-- Required actions --
A: In the passage below on the gap and coincidence detector network model, what stimuli did the detector units respond to with different response amplitudes?
B: Continue the passage below on the gap and coincidence detector network model, picking up after its final sentence.
-- Extract to read follows --
In order to explicitly test potential computational and physiological mechanisms that could give rise to the observed spatial coding scheme, we implemented an architecturally simple neural network model. Although it is well known that spectral information is represented by a spatial neural code from the earliest stages of auditory transduction in the cochlea (Eggermont, 2001; Oxenham, 2018), the emergence of a spatial code for the representation of temporally-distributed cues in a transient acoustic signal poses a nontrivial computational problem. Our model highlights one parsimonious approach by which selectivity for either temporal gaps or coincidences could be implemented by biologically-inspired neurophysiological microcircuits (Buonomano and Merzenich, 1995; Gao and Wehr, 2015; Eggermont, 2000; Carr, 1993; Konishi, 2003; Rauschecker, 2014; Rauschecker, 1998).

We found that, just like in the neural data, gap and coincidence detector units responded to simulated voiced (/b/) and voiceless (/p/) stimuli with different response amplitudes. As such, we need not invoke any specialized temporal code to account for the representation of temporally cued phonetic features. Rather, our results provide evidence implicating a common neural coding scheme in the neural representation of behaviorally relevant speech features, whether they are embedded within the instantaneous spectrum or the fine temporal structure of the speech signal. Recent ECoG evidence suggests an even more expansive view of the fundamental role of spatial coding in cortical speech representation (Yi et al., 2019) in which different neural populations also encode pitch (Tang et al., 2017) and key properties of the speech envelope such as onsets and auditory edges (Hamilton et al., 2018; Oganian and Chang, 2019).

Crucially, although the neural network was only designed to discriminate between categories (i.e., gaps vs. coincidences), we also observed graded amplitude differences in response to different VOTs (Figure 2H), but only in an electrode’s preferred category. These within-category patterns emerged naturally from the same computational properties that allowed the network to capture basic between-category encoding: (1) the relative responsiveness of each temporal integrator unit (Gap, Coinc) to its various inputs (burst, voicing, and inhibition); (2) the time-dependent properties inherent to neuronal activation dynamics (e.g., decay of postsynaptic potentials towards a unit’s resting activation level); and (3) the nonlinear transformation of postsynaptic inputs into response outputs (rectified linear activation function controlled by a unit’s propagation threshold).
-- Extract to read concluded --
-- Supplied entries follows --
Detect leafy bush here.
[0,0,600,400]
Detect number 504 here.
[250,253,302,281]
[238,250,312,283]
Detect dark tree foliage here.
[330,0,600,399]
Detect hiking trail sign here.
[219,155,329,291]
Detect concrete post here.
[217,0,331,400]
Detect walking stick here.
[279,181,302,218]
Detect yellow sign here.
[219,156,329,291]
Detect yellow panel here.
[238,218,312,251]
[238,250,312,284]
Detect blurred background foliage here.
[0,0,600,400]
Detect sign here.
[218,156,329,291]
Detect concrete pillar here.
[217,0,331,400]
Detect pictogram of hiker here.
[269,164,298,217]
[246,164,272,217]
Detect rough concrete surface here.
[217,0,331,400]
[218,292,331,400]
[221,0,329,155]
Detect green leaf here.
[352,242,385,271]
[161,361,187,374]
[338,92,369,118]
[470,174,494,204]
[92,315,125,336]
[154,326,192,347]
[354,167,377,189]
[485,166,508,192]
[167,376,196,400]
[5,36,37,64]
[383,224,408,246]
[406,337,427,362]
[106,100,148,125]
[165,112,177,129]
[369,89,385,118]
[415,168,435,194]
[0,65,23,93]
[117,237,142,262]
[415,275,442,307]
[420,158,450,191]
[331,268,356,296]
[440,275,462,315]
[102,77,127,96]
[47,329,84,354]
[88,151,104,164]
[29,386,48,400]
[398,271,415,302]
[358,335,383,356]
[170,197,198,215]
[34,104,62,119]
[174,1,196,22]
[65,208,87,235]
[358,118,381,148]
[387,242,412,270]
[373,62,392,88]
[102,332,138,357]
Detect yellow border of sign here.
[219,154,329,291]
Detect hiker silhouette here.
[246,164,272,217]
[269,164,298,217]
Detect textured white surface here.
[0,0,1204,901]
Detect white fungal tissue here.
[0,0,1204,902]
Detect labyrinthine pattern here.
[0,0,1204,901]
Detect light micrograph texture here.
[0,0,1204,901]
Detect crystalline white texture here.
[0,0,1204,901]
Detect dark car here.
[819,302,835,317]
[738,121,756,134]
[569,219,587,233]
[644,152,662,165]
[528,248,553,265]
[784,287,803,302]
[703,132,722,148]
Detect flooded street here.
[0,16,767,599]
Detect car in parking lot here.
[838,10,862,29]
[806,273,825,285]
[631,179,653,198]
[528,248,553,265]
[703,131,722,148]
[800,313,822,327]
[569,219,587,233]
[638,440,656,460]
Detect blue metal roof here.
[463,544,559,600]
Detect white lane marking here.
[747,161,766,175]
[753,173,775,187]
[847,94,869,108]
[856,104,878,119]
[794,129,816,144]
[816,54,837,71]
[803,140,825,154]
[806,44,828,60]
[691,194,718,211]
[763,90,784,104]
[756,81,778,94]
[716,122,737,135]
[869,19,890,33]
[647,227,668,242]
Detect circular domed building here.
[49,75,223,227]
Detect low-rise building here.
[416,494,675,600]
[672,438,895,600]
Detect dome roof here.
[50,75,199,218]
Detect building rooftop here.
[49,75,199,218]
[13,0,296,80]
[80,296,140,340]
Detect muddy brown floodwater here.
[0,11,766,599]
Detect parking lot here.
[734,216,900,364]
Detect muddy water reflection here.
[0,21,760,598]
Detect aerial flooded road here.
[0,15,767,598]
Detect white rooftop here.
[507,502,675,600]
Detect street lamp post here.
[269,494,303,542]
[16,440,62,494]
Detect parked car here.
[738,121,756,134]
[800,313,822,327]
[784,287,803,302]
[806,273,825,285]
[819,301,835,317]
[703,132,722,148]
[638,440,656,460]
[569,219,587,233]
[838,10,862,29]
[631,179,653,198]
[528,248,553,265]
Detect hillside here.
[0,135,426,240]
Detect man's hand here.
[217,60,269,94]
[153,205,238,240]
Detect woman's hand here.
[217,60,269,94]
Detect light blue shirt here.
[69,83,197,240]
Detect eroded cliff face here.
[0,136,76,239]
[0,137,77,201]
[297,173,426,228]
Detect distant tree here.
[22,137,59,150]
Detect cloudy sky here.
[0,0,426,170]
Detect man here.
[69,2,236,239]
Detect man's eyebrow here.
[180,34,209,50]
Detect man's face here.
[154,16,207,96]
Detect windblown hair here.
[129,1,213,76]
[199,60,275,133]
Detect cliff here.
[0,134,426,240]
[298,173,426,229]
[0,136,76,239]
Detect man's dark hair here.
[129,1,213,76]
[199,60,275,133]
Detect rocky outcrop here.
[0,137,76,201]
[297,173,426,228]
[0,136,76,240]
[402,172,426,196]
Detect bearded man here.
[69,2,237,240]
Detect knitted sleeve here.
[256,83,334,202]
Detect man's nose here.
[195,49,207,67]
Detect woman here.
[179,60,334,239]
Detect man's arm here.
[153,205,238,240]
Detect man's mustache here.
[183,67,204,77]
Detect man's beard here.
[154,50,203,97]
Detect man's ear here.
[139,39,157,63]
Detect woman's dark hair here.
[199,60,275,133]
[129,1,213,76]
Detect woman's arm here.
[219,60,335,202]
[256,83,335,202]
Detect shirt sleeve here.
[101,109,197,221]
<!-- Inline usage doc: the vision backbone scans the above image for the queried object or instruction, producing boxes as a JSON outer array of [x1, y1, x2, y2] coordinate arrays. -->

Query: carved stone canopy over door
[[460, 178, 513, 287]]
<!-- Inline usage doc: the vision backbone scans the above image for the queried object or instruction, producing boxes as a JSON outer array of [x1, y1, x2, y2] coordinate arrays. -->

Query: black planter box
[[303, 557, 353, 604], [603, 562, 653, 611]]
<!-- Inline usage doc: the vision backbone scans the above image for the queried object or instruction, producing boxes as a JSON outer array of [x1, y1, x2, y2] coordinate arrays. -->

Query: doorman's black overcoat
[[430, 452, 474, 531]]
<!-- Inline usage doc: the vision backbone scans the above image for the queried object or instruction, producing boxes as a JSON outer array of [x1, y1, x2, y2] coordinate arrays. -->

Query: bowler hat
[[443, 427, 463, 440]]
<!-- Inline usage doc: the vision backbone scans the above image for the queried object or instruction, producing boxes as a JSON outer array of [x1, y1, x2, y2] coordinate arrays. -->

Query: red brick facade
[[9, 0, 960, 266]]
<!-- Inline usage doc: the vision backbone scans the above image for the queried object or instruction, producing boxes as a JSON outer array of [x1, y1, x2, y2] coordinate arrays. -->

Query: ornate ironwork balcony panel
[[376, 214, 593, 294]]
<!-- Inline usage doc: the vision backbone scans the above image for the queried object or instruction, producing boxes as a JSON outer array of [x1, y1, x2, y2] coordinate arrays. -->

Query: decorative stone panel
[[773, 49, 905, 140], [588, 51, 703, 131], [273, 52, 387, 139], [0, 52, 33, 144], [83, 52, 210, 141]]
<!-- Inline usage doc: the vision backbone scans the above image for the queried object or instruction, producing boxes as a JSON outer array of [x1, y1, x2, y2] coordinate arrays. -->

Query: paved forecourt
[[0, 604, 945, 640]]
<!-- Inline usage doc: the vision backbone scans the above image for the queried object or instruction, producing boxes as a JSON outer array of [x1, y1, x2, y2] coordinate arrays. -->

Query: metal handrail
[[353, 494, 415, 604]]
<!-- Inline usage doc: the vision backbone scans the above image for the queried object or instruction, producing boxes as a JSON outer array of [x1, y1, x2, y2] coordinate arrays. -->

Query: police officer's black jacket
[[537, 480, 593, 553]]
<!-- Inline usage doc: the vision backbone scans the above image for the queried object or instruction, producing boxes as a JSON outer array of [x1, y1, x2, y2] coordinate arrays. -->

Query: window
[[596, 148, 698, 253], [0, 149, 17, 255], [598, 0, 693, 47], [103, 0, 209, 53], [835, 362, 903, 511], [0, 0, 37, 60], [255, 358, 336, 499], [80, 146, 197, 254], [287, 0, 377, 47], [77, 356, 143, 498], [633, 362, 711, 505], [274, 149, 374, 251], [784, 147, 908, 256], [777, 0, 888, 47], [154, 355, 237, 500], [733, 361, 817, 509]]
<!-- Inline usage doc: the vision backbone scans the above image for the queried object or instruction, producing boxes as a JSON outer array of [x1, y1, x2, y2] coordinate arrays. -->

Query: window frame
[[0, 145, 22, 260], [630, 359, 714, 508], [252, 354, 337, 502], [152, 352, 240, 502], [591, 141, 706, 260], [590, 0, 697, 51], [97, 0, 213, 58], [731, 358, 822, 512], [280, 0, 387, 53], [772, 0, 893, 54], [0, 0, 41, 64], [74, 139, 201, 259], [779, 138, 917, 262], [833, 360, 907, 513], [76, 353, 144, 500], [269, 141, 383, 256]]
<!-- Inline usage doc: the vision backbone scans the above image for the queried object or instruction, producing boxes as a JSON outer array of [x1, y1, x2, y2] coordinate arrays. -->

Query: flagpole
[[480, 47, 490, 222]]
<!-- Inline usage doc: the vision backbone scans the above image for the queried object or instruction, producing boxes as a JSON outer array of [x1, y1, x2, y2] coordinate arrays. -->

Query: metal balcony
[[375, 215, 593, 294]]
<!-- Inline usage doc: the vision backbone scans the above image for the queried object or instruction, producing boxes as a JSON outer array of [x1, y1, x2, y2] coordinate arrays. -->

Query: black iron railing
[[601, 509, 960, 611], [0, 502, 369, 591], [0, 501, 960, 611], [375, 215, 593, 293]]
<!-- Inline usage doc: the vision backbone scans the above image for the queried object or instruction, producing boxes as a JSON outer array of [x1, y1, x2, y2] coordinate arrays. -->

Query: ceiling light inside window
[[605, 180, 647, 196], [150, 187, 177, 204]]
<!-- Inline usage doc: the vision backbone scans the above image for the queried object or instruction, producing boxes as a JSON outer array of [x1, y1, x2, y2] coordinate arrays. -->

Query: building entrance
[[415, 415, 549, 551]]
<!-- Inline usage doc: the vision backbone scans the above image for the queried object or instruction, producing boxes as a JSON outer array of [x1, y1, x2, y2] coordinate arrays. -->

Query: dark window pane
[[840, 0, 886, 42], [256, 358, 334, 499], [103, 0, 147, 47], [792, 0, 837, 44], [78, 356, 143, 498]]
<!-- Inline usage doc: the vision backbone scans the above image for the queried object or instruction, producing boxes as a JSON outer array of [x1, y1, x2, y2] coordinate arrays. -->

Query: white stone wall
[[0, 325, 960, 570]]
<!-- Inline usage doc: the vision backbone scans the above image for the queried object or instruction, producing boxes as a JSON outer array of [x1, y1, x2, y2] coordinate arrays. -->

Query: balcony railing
-- Supplied entries concluded --
-- Responses by item number --
A: Simulated voiced (/b/) and voiceless (/p/) stimuli.

B:
This asymmetric within-category encoding scheme closely resembled the pattern observed in real neurophysiological data, where peak response amplitude to VOTs within the same voicing category only differed within a neural population’s preferred category (Figure 2D). This result clearly demonstrates that human nonprimary auditory cortex maintains a robust, graded representation of VOT that includes the sub-phonetic details about how a particular speech token was pronounced (Blumstein et al., 2005; Toscano et al., 2010; Toscano et al., 2018; Frye et al., 2007). Even though sub-phonetic information is not strictly necessary for mapping sound to meaning in stable, noise-free listening environments, this fine-grained acoustic detail has demonstrable effects on listeners’ behavior (Kuhl, 1991; Carney, 1977; Pisoni and Tash, 1974; Massaro and Cohen, 1983; Andruski et al., 1994; McMurray et al., 2002; Schouten et al., 2003), and modern theories of speech perception agree that perceptual learning (e.g., adaptation to accented speakers) and robust cue integration would be impossible if the perception of speech sounds were strictly categorical (Miller and Volaitis, 1989; Clayards et al., 2008; Kleinschmidt and Jaeger, 2015; McMurray and Jongman, 2011; Toscano and McMurray, 2010; McClelland and Elman, 1986; Norris and McQueen, 2008; Norris et al., 2016; Magnuson et al., 2020). Crucially, these data suggest that the same spatial/amplitude code that is implicated in the representation of phonetic information (from spectral or temporal cues) can also accommodate the representation of sub-phonetic information in the speech signal.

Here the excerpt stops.